Compiti scritti ->
a) Nel testo sull'integrazione europea, quale terreno hanno scelto i Governanti europei come privilegiato nel dibattito attuale?
b) Prosegui il testo sull'integrazione europea a partire dalla sua ultima frase.

Testo da leggere ->
= = = = =

Vincenzo De Robertis
24/02/2025
In questi ultimi tempi, a seguito delle prese di posizione di Trump, che ha riavviato unilateralmente colloqui con la Federazione russa, dopo che il suo predecessore, Biden, contro quello Stato aveva promosso, con l'aiuto dell'UE, una guerra per il tramite dell'Ucraina, nel nostro Continente si è riaperto un dibattito sul futuro dell'Europa, sulla necessità, cioè, che l'Unione Europea faccia passi avanti, soprattutto sul terreno militare, per addivenire ad un'integrazione maggiore di quella attuale.
Non è casuale, a mio avviso, che il terreno militare sia stato scelto dai Governanti europei come il terreno privilegiato nel dibattito attuale per una maggiore integrazione europea, rispetto, ad esempio, alla disparità di legislazione fiscale che da sempre contraddistingue i vari Stati dell'UE. Credo che questo dipenda, non solo per la contingenza della guerra russo-ucraina, ancora in corso, nell'ambito della quale tutti gli Stati dell'UE hanno svuotato i propri arsenali (chi più, chi meno), trasferendoli al Governo Zelensky e quindi per la necessità che ora ogni Stato ha di ricostruire quegli arsenali in modo più o meno integrato con gli altri.

= = = = =

Materiale fornito ->
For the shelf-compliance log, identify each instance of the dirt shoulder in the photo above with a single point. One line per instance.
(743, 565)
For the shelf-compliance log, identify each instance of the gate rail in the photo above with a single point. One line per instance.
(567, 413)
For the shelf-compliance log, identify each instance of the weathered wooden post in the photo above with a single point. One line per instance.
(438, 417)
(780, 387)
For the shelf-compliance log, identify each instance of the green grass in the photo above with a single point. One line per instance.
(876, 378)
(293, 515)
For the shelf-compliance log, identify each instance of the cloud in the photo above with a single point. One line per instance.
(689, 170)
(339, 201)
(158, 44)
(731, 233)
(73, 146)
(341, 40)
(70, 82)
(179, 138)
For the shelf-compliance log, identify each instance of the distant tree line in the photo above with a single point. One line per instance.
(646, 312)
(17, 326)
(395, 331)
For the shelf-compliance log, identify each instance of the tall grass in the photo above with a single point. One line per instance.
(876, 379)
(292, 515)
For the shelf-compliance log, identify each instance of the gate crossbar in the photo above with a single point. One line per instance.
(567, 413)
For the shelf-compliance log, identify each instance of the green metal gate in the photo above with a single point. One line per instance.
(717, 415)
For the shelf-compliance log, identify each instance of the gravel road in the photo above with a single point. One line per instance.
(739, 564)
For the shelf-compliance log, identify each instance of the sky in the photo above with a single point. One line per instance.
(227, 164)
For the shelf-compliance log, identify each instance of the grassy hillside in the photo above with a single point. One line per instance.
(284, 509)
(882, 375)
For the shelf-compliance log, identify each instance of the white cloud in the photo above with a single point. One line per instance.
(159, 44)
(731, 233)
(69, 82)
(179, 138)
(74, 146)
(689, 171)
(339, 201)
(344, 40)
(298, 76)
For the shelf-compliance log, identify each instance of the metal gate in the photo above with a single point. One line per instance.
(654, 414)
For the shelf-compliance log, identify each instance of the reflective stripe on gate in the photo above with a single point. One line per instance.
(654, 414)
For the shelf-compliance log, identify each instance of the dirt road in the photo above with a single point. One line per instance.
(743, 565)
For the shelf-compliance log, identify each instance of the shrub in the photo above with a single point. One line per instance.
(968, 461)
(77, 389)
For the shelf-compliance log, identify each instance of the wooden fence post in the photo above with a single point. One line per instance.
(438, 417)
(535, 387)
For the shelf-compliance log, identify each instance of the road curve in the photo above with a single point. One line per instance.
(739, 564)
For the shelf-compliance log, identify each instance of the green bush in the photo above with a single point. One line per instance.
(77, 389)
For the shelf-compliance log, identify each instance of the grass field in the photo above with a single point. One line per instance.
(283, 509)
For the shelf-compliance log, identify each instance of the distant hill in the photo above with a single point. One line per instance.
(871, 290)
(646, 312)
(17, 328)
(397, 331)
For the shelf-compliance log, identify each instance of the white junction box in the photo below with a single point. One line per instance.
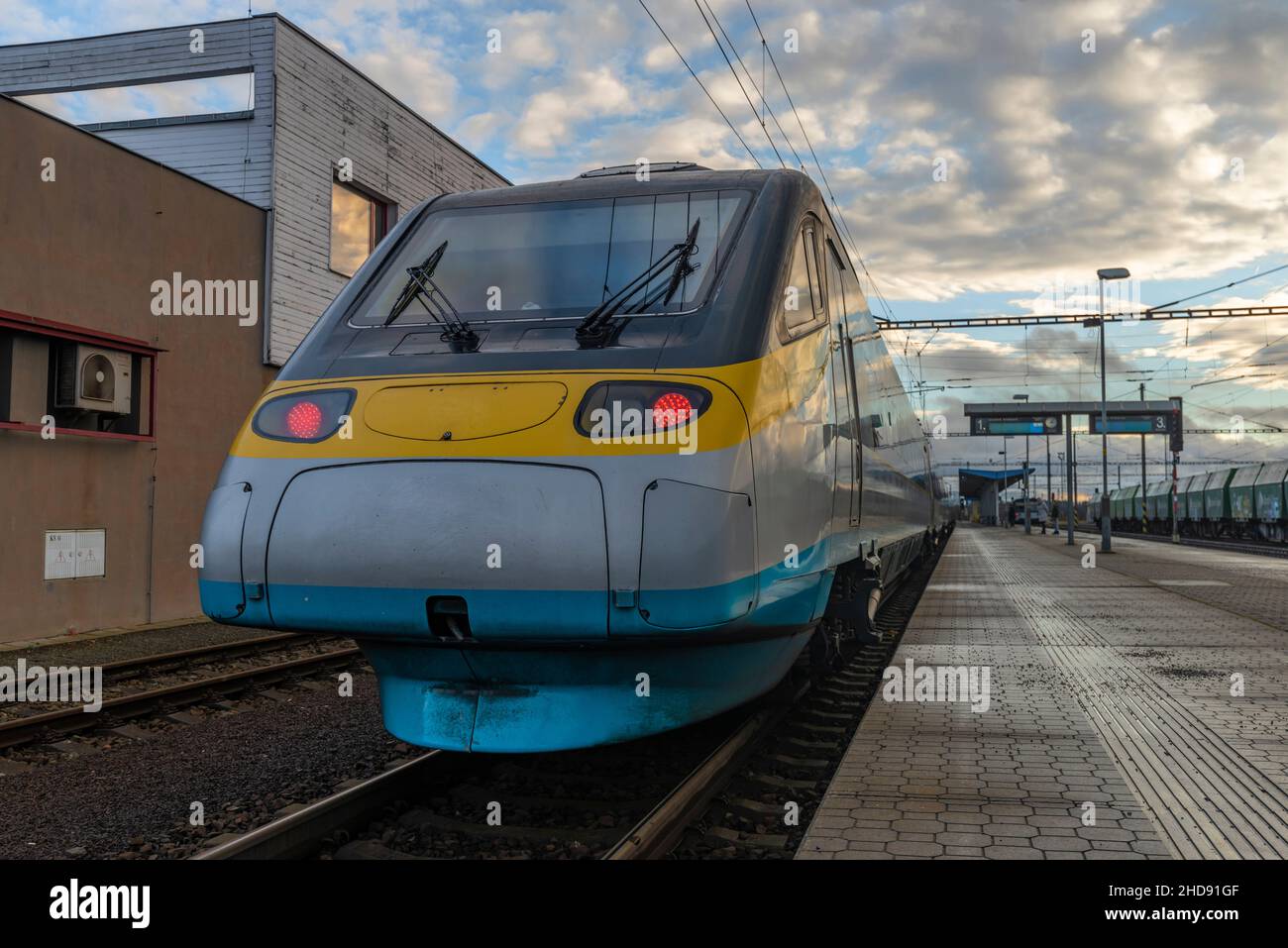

= = = = =

Risposte ai compiti ->
a) Il terreno militare.

b)
Ma anche perché, stante la perdurante crisi economica della produzione civile, che si trascina ormai da anni, che ha colpito i principali produttori industriali europei, Germania in testa, che si è aggravata anche per le scelte guerrafondaie dei Governanti dell'UE, la produzione militare, finanziata dai singoli Stati europei, svolgerebbe un ruolo di traino importante per la ripresa economica, anche se poi questo avrà come conseguenza che i popoli europei pagheranno il prezzo alto di dover rinunciare, più di quanto non avvenga già oggi, ai diritti garantiti in passato dallo stato sociale.
Per l'economia dell'Italia, poi, incrementare le spese militari da parte dello Stato sarebbe un toccasana, dato che la produzione industriale è in discesa da diversi anni, mentre per il popolo italiano sarebbe una grossa sciagura.
Peraltro, la conversione dell'industria civile in industria bellica non sarebbe, poi, una ricetta nuova, perché fu la strada intrapresa, dopo la Grande Crisi economica del '29, dai i vari Stati capitalistici per uscirne fuori, scaricando sui bilanci di ogni Stato, unico acquirente dei prodotti bellici, il costo di quella spesa. Ma si sa che la produzione bellica non può essere consumata in altro modo che in una guerra, per cui lo scoppio del Secondo Conflitto mondiale ebbe in questa una delle sue cause.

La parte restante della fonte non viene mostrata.